§ Blocco di testo:
= = = = = = =

La natura giuridica delle autorità indipendenti, compatibilità con il sistema costituzionale e limiti al sindacato giurisdizionale per il concorso in magistratura.

La figura delle autorità indipendenti è assolutamente nuova nell’esperienza giuridica italiana. Corso di preparazione concorso in magistratura.

La figura delle autorità indipendenti nasce con il nome di “agenzia” negli Stati Uniti d’America come argine al liberismo in un ordinamento connotato dal sistema del common law, al fine di tutelare i soggetti deboli in vari settori di mercato.

In Europa dove, in maniera diversa, gli ordinamenti pur di cultura capitalistica prevedono un intervento del pubblico nell’economia, l’esigenza di dar vita a tali figure nasce nel momento in cui, per ragioni di bilancio, si assiste ad una recessione di tali interventi e alla necessità di regolare vari settori lasciati in tutto o in parte in balia del libero mercato.

In Italia tale evento coincide con le privatizzazioni degli enti pubblici economici, prima in senso formale, poi in quello sostanziale e con l’adesione ai principi comunitari di libera concorrenza anche nei servizi pubblici.

Tecnicamente autorità indipendente significa amministrazione del tutto staccata da indirizzi politici da parte dell’autorità di governo dello stato.

Probabilmente la prima figura della categoria in Italia è rappresentata dalla CONSOB, seguita dagli anni novanta in poi da numerose altre, l’AGCOM, L’ANAC, l’autorità a tutela della privacy, quella a tutela dell’anti trust.

Manca una disciplina comune per tali pubbliche amministrazioni che sono ciascuna regolata da leggi ad hoc.

= = = = = = =

§ Righe dei dati:

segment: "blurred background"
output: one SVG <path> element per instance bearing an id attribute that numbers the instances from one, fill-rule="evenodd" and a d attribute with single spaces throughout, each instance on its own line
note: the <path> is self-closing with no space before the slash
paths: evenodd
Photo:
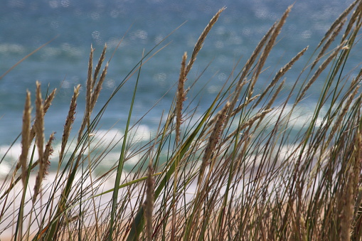
<path id="1" fill-rule="evenodd" d="M 48 87 L 51 90 L 58 89 L 53 105 L 46 116 L 46 136 L 55 131 L 57 141 L 61 140 L 73 87 L 78 83 L 82 86 L 78 107 L 78 118 L 81 119 L 91 44 L 95 48 L 95 61 L 97 61 L 107 43 L 107 60 L 124 36 L 110 62 L 97 104 L 99 108 L 139 62 L 144 49 L 149 51 L 184 23 L 160 47 L 169 44 L 142 67 L 133 114 L 133 119 L 136 120 L 174 86 L 178 80 L 183 53 L 187 51 L 191 56 L 194 44 L 209 20 L 219 9 L 226 6 L 207 37 L 188 75 L 188 83 L 191 83 L 208 66 L 188 97 L 189 100 L 192 99 L 201 92 L 200 102 L 196 104 L 206 107 L 232 73 L 236 63 L 240 60 L 235 70 L 238 72 L 260 38 L 293 2 L 287 0 L 1 1 L 0 75 L 41 45 L 55 36 L 58 38 L 0 80 L 0 153 L 4 154 L 20 134 L 25 93 L 28 89 L 33 100 L 36 80 L 42 83 L 43 96 Z M 265 65 L 270 68 L 260 77 L 257 90 L 262 90 L 279 68 L 295 54 L 309 45 L 309 51 L 287 75 L 286 87 L 291 86 L 331 23 L 351 2 L 351 0 L 297 1 Z M 355 67 L 361 61 L 359 54 L 352 53 L 350 60 L 354 61 L 356 64 L 353 67 Z M 115 97 L 102 117 L 100 128 L 108 129 L 118 122 L 115 128 L 122 132 L 128 114 L 134 80 L 134 78 L 131 79 Z M 204 87 L 206 83 L 208 84 Z M 313 90 L 318 92 L 318 85 Z M 142 135 L 146 139 L 149 139 L 156 129 L 162 110 L 167 112 L 169 109 L 175 92 L 174 87 L 143 121 Z M 313 102 L 313 97 L 309 101 Z M 73 134 L 78 126 L 76 122 Z M 18 147 L 20 149 L 20 145 Z M 15 150 L 12 155 L 16 159 L 18 152 Z"/>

= = = = = = =

Secondo il testo sulle autorità indipendenti, quale autorità rappresenta probabilmente la prima figura della categoria in Italia?

§ Soluzione esercizio:
La CONSOB.